Problems to solve:
[1] Please explain in one to three sentences why condoms are on the requirements list in the passage on military supply needs.
[2] Continue the passage on military supply needs after its final sentence.

Given text:
========================================================================
We maintain a listing of our requirements which we have been compiling with our blood and sweat during three years. It contains 400 items, starting, excuse me, with condoms and firewood. Condoms are needed for purposes of one sort (they, filled with water, are used to replace ammunition during training, – ed.), and firewood for another – you need something to warm up with. And this must be provided for.
Each particular unit has a list of requirements of its own depending on its specifics. To enable a Mavic drone, for example, to fly 30-40-50 carousel missions, its crew requires over 75 different items, disposable as well as reusable: a Starlink terminal, a cable extended to the Starlink terminal, a mast, a power booster amplifier, a power bank for communications, a power bank for rechargeable batteries or replaceable batteries in sufficient quantities, a screen monitor for convenient viewing, a tablet loaded with software programs. Here I don’t even mention a vehicle with swamp tires, summer tires, winter tires so as to save both the vehicle and soldiers’ lives. Add to this compact spectrum analyzers that warn about incoming hostile drone attacks, jamming equipment and suchlike… And crews of each particular category (there are six different categories in total) have their specific lists of requirements. And they all need to be calculated for a year, at least on average.
========================================================================
Dataset rows:
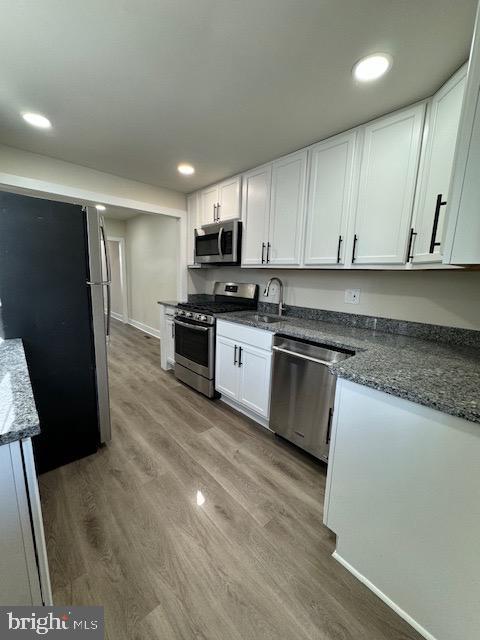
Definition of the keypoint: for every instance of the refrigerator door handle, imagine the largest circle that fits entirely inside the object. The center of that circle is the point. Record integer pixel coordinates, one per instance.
(108, 281)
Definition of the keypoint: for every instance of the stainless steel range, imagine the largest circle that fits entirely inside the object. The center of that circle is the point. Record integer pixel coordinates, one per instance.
(195, 332)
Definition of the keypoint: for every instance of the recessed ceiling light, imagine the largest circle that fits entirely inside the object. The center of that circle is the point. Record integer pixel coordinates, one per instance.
(186, 169)
(37, 120)
(372, 67)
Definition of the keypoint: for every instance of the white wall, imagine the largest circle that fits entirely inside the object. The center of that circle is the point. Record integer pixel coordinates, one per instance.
(151, 244)
(23, 169)
(449, 298)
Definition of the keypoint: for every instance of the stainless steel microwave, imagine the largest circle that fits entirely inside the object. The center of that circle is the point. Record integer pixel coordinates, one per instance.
(218, 243)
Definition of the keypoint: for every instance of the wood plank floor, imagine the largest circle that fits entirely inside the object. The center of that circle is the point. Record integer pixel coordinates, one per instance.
(124, 529)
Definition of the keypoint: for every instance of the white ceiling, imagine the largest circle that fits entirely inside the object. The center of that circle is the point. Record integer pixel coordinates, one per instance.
(118, 213)
(134, 87)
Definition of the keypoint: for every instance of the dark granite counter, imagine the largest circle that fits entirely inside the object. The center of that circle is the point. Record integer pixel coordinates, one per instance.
(442, 376)
(18, 414)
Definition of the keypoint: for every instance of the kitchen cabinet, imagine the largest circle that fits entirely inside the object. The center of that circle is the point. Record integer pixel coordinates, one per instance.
(462, 244)
(192, 224)
(208, 205)
(273, 212)
(255, 212)
(388, 172)
(287, 204)
(330, 199)
(226, 367)
(443, 117)
(402, 488)
(221, 201)
(243, 366)
(23, 557)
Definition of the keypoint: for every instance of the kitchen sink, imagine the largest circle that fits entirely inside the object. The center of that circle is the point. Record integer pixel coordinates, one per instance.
(261, 317)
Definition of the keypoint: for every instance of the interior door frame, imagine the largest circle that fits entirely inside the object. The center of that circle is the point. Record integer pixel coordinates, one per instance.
(123, 275)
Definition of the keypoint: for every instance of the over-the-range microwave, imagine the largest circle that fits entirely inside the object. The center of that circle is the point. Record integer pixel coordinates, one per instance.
(218, 243)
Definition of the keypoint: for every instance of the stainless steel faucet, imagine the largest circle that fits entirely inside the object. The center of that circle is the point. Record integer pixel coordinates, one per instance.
(281, 305)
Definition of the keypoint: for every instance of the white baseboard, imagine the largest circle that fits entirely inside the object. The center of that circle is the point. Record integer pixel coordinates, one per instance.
(403, 614)
(145, 328)
(250, 414)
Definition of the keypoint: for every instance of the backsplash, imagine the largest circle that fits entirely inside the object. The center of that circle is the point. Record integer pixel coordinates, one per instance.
(433, 332)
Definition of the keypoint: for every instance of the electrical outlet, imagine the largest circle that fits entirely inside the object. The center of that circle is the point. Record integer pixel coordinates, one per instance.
(352, 296)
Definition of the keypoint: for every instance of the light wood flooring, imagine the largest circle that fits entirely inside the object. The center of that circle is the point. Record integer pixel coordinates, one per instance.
(124, 529)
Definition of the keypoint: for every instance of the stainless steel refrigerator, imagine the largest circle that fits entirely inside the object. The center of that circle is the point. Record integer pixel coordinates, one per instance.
(53, 293)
========================================================================
Results for each task:
[1] They are filled with water and used in place of ammunition during training.

[2]
And that is what we are doing guided by our experience. Each crew consumes 7.5 Mavic drones per 600-650 missions flown every month. So we have to keep 7.5 (8 would do better) rechargeable batteries in reserve. Using the batteries as is from factory is not an option since their capacity would not suffice for the required range and flight time. We attach a second battery to ensure a mission is non-stop. One drone returns from mission, and another one is already in place awaiting to take over the shift. We can monitor one particular spot for hours, 24 hours continuously, if it is of importance to us, changing one drone for another. But for this we need to have 20 fully charged batteries per drone, in which case there will not be 25-30 missions flown every day, but continuous reconnaissance will be enabled.
While we currently have an increased drone consumption rate, we have enrolled more than two dozen crews from the National Police, border guard service and territorial defense force in our refresher training program. I take them on combat duty for two months, mix them with my crews, provide them with our pickup trucks, jamming equipment, spectrum analyzers, masts, drones, Starlink terminals, and take them to their assigned positions. They start flying missions, exhausting the lifespan of our drones because they have yet to get accustomed to working in our conditions. But after two months they gain experience, and then I will take the next 30 crews for training. And they will return to their units trained and ready for combat.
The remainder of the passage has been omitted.